-- INSTRUCTIONS FOR THE TASK --
Copy out the records verbatim, starting at the line with "Target: engine nacelle" up to and including the line with "Target: airplane fuselage".

--- Start INPUT DATA ---

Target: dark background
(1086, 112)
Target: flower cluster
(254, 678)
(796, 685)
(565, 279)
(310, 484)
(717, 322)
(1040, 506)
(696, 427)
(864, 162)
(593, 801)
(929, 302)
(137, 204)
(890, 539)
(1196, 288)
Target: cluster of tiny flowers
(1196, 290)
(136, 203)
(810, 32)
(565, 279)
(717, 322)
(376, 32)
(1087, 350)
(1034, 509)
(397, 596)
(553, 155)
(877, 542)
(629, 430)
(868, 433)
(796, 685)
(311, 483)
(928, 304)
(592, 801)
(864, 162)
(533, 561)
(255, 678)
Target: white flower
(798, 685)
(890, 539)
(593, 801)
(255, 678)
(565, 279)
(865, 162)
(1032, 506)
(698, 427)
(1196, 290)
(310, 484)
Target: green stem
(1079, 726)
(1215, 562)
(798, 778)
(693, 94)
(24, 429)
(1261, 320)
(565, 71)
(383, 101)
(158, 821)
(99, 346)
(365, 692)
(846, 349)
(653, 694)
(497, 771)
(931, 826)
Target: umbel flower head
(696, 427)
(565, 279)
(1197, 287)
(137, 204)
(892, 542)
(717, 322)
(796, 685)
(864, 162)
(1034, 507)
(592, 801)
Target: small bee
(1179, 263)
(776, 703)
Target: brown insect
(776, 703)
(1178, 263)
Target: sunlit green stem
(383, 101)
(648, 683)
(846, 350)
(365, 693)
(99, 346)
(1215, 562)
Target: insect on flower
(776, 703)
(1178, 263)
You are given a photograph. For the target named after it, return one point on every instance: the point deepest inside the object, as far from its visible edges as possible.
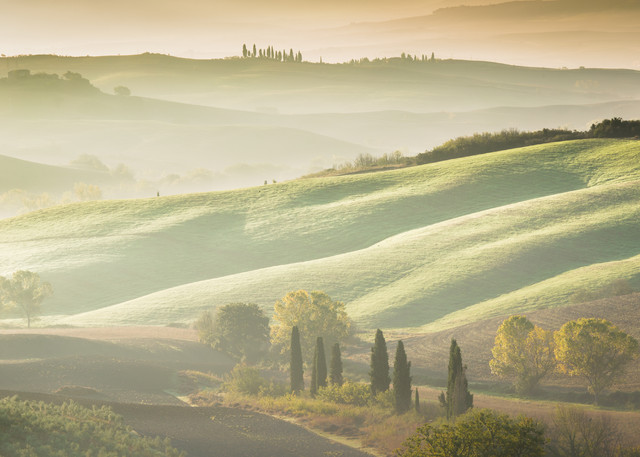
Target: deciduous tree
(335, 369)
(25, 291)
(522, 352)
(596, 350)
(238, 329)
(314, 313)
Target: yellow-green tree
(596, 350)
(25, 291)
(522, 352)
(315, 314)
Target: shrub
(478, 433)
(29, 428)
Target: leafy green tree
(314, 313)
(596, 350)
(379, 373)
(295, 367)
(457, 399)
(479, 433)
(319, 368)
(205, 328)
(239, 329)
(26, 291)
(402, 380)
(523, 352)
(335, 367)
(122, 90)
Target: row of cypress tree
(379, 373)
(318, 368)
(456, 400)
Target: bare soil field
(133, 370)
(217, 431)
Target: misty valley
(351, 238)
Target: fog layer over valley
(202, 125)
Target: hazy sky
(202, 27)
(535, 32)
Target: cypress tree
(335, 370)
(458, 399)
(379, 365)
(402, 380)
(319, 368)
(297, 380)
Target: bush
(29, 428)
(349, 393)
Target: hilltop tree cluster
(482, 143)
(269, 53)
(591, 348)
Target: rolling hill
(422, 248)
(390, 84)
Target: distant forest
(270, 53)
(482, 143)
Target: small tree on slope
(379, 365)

--- End INPUT DATA ---
--- Start INPUT DATA ---

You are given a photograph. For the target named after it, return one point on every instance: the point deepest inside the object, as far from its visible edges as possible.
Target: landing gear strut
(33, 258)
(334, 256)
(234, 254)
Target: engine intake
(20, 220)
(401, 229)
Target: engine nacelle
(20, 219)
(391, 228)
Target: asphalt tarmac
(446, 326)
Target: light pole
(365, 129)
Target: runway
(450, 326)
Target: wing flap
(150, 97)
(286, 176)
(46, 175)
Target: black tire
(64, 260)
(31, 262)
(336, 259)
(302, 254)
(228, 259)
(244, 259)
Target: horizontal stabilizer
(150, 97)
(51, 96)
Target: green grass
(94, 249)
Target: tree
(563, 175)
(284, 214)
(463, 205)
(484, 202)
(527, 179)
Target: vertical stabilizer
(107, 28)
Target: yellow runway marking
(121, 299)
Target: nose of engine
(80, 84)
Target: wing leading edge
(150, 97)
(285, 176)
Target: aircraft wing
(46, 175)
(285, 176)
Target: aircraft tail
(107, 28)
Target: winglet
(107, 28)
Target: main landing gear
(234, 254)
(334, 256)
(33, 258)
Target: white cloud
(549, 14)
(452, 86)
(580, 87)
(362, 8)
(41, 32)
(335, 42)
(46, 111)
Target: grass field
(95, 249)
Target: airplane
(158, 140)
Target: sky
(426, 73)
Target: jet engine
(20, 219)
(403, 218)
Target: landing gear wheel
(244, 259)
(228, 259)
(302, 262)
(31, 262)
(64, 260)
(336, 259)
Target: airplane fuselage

--- End INPUT DATA ---
--- Start INPUT DATA ---

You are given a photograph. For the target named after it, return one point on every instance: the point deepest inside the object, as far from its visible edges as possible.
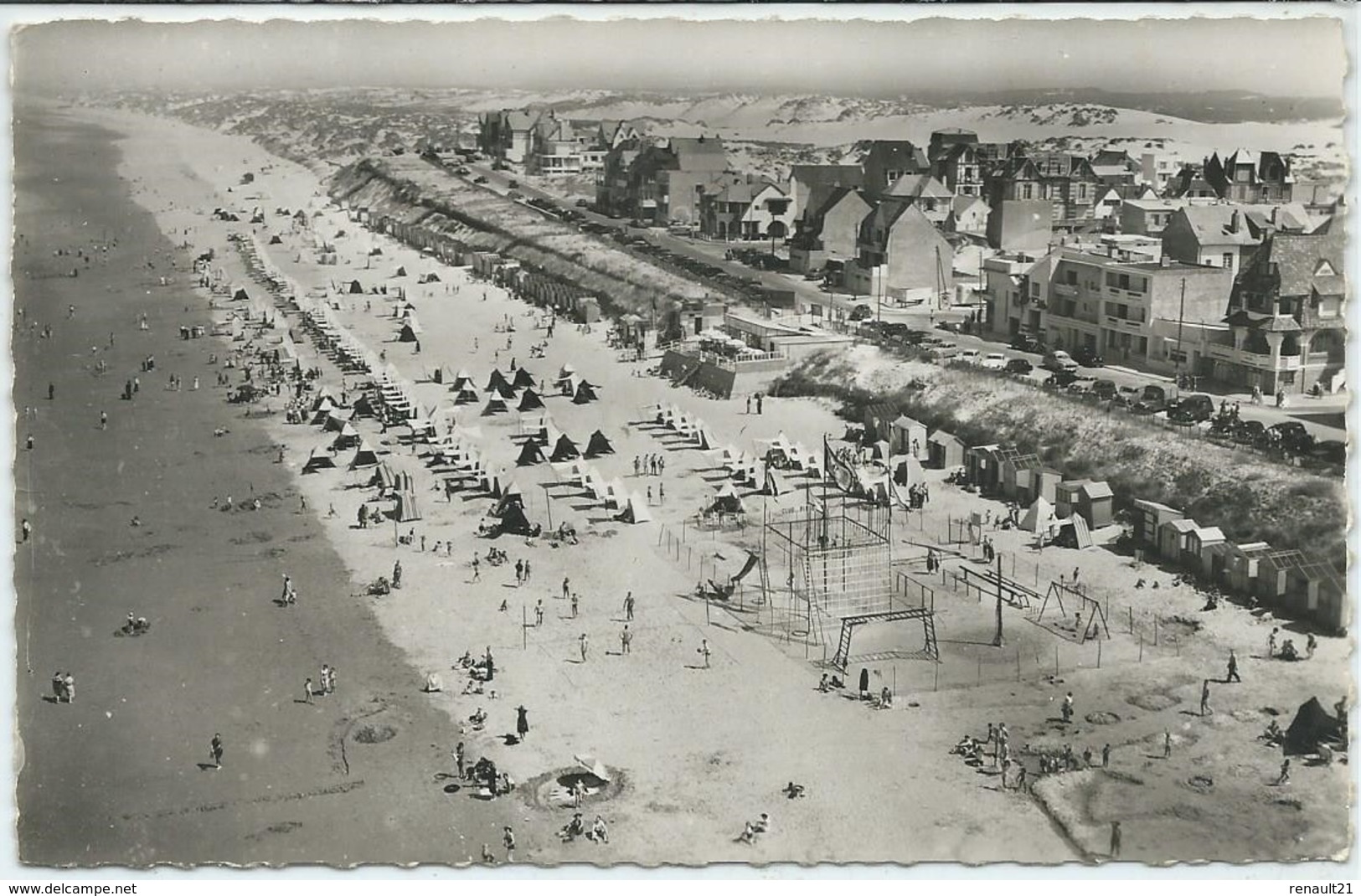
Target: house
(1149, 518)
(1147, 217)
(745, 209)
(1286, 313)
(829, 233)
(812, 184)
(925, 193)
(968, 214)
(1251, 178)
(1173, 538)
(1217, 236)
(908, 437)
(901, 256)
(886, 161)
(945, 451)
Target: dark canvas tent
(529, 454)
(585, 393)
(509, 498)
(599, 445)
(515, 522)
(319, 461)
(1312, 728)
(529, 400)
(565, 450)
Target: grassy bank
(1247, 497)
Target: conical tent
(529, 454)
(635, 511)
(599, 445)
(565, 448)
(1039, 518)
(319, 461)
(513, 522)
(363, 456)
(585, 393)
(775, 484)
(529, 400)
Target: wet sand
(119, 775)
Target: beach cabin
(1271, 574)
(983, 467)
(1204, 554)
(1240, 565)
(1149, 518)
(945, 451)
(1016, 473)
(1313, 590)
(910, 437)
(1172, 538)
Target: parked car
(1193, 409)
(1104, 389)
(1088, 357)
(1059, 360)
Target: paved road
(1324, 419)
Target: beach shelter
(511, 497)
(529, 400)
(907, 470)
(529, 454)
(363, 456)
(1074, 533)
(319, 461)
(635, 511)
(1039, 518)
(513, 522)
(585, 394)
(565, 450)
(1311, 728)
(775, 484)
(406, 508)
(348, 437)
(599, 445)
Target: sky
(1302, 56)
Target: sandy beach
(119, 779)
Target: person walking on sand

--- End INPUT DATA ---

-- WORKED ANSWER --
Target: engine nacelle
(20, 219)
(391, 228)
Target: asphalt tarmac
(446, 326)
Target: light pole
(365, 129)
Target: runway
(450, 326)
Target: wing flap
(150, 97)
(286, 176)
(46, 175)
Target: black tire
(64, 260)
(31, 262)
(336, 259)
(302, 254)
(228, 259)
(244, 259)
Target: horizontal stabilizer
(150, 97)
(51, 96)
Target: green grass
(94, 249)
Target: tree
(563, 175)
(284, 214)
(463, 205)
(484, 202)
(527, 179)
Target: vertical stabilizer
(107, 28)
Target: yellow runway marking
(121, 299)
Target: nose of engine
(80, 84)
Target: wing leading edge
(150, 97)
(285, 176)
Target: aircraft wing
(46, 175)
(285, 176)
Target: aircraft tail
(107, 28)
Target: winglet
(107, 28)
Target: main landing gear
(234, 254)
(334, 256)
(33, 258)
Target: white cloud
(549, 14)
(452, 86)
(580, 87)
(362, 8)
(41, 32)
(335, 42)
(46, 111)
Target: grass field
(95, 249)
Target: airplane
(158, 140)
Target: sky
(426, 73)
Target: jet engine
(20, 219)
(403, 218)
Target: landing gear wheel
(244, 259)
(228, 259)
(302, 262)
(31, 262)
(64, 260)
(336, 259)
Target: airplane fuselage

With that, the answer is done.